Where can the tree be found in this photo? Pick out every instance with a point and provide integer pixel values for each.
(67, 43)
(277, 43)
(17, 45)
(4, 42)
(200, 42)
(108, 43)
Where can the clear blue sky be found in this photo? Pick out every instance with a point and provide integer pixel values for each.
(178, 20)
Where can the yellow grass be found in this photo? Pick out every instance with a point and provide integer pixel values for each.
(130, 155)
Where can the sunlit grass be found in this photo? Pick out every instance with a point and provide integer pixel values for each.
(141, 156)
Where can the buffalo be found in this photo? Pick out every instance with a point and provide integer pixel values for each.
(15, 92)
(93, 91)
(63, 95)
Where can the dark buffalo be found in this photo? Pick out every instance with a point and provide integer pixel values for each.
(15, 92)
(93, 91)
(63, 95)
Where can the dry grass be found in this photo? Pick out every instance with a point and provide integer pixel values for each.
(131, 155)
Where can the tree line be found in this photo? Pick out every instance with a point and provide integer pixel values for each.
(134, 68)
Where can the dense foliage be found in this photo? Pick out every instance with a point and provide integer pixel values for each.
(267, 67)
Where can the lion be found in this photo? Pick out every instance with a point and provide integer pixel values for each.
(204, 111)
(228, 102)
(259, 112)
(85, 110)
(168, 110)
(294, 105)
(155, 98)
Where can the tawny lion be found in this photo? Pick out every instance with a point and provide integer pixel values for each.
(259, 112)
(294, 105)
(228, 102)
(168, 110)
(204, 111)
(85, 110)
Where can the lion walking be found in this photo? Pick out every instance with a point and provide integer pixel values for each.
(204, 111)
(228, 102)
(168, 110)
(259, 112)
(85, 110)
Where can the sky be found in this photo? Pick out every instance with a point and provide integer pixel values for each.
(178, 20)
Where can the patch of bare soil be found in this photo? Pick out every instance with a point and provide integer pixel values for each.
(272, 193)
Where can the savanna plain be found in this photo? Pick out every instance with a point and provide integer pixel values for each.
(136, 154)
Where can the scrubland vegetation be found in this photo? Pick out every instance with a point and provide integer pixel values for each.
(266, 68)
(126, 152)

==================================================

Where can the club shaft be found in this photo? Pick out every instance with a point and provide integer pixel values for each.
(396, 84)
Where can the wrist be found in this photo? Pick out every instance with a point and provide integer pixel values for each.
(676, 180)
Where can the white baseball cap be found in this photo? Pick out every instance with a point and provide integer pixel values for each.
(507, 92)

==================================================

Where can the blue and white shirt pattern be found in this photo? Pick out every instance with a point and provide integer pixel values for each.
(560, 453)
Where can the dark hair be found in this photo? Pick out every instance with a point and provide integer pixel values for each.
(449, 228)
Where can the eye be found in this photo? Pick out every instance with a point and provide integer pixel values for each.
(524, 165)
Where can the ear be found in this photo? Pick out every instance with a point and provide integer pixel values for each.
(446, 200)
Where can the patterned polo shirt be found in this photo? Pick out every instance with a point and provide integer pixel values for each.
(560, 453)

==================================================

**Aim of the exercise:** Pull out each line from the entries above that contains the word "white".

**Finished task:**
Where can the white baseball cap be found in this photo? Pick out every instance with a point and provide integer pixel values for each.
Where can the blue and white shirt pattern be found in this photo? Pick out every instance with a point and provide integer pixel values for each.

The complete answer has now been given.